- [Texto para leer]:
——

Tags: #Religión, Ensayo

Esta es nuestra fe. Teología para universitarios (4 page)

Incluso después de la fijación por escrito del texto actual del libro del Éxodo los rabinos continuaron agrandando las maravillas que allí tuvieron lugar: el mar se convierte en rocas contra las que se estrellan los egipcios, para los israelitas en cambio brotan chorros de agua deliciosa, la superficie marina se hiela como si fuera un espejo de cristal, etc.
[4]
.

Ocurre que toda la Biblia, y no sólo el libro del Éxodo, está recorrida por lo que llamamos un talante
midráshico
, que no vacila en reinterpretar los hechos dejando correr la fantasía para
servir mejor a la teología que a la historia
. Se basa en la convicción de que Dios se revela en los acontecimientos y, cuanto más claro se vea, mejor. Israel tuvo el don de comprender cualquier suceso como lenguaje de Dios.

——

- [Registros de datos]:
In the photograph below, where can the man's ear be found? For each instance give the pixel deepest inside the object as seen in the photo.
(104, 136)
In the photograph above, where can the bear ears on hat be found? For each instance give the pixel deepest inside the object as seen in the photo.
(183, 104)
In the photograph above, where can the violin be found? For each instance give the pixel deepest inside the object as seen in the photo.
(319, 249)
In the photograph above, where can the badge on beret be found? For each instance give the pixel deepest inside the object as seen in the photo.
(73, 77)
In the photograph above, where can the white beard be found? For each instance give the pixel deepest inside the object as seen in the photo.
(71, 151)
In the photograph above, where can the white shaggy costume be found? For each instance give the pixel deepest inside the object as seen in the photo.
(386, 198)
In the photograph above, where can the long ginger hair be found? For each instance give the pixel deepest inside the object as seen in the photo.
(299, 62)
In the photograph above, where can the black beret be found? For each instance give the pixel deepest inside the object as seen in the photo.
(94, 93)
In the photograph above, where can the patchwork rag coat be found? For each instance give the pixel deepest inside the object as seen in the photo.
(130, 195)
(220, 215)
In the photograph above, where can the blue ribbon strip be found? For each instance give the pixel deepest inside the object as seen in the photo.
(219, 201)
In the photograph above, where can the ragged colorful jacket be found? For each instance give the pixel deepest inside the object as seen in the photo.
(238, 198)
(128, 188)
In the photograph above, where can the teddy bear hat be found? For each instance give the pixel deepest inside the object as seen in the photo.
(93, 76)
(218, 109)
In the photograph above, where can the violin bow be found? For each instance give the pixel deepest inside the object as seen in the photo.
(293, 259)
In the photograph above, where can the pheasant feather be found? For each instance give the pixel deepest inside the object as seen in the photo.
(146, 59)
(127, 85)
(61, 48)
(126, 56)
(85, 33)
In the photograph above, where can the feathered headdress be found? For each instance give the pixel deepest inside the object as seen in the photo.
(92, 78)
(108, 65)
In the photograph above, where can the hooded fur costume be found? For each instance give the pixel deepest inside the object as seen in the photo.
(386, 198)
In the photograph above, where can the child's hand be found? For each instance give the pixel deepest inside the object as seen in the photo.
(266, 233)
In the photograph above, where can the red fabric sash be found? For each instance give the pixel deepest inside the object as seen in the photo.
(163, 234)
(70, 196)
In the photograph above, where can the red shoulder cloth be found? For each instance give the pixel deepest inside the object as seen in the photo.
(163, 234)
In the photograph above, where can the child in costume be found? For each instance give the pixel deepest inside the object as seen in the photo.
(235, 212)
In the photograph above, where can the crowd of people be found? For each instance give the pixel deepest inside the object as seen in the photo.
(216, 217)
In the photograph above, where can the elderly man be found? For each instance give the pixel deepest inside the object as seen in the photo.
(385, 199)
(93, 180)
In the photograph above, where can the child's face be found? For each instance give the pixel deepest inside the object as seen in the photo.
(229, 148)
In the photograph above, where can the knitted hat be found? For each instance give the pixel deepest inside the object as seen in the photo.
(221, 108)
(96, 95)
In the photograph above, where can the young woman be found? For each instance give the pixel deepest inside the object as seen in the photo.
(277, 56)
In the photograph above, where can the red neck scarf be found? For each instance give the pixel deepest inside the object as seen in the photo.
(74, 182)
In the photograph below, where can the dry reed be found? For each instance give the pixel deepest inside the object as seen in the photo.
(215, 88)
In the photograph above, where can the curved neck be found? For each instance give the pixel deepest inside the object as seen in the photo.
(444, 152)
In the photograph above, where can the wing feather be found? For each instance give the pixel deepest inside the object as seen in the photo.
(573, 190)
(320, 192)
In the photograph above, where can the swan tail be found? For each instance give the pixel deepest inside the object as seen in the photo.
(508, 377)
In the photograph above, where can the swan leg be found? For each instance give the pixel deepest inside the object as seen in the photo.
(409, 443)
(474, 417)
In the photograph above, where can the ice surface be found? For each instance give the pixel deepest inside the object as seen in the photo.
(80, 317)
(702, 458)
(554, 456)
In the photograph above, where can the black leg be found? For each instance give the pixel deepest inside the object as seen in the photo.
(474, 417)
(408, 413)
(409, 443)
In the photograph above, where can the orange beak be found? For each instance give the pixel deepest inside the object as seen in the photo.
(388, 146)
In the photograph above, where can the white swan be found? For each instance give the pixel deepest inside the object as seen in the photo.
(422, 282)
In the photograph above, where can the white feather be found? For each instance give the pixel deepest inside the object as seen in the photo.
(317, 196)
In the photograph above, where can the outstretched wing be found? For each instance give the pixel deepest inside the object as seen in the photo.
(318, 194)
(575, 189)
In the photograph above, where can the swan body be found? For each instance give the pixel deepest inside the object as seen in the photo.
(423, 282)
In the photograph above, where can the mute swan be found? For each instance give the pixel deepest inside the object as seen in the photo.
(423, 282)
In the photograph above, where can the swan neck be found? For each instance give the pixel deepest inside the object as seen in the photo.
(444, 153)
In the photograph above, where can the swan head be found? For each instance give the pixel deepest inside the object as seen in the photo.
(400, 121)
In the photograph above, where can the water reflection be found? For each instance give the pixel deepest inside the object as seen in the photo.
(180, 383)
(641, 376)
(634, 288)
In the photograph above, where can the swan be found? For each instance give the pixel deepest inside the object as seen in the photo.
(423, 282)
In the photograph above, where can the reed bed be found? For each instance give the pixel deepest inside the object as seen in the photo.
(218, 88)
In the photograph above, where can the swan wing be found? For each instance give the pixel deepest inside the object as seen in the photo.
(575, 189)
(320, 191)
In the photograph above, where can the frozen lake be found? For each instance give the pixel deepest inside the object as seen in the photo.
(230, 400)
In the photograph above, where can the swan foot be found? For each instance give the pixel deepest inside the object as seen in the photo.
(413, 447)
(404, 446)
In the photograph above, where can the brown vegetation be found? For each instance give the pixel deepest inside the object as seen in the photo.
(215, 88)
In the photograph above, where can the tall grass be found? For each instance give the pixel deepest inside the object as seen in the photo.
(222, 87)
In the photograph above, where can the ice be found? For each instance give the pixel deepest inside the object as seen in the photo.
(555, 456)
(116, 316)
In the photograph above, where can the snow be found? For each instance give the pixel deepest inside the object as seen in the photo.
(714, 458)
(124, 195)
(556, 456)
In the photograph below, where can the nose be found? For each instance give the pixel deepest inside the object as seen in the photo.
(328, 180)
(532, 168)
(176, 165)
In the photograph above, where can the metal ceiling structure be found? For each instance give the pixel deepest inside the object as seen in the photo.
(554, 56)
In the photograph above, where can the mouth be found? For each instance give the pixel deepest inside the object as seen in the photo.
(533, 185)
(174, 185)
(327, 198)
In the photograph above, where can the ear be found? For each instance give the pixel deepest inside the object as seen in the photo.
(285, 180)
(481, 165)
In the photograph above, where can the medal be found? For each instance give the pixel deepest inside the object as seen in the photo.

——

- [Tareas del ejercicio]:
a: Cita literalmente el texto sobre la Biblia, desde "Incluso después de" hasta "de cristal, etc.", ambos incluidos.
b: Busca en los registros todas las líneas que contienen la palabra "violin" y cópialas. Ten en cuenta las mayúsculas y minúsculas.

- [Respuestas por tarea]:
a:
Incluso después de la fijación por escrito del texto actual del libro del Éxodo los rabinos continuaron agrandando las maravillas que allí tuvieron lugar: el mar se convierte en rocas contra las que se estrellan los egipcios, para los israelitas en cambio brotan chorros de agua deliciosa, la superficie marina se hiela como si fuera un espejo de cristal, etc.

b:
In the photograph above, where can the violin be found? For each instance give the pixel deepest inside the object as seen in the photo.
In the photograph above, where can the violin bow be found? For each instance give the pixel deepest inside the object as seen in the photo.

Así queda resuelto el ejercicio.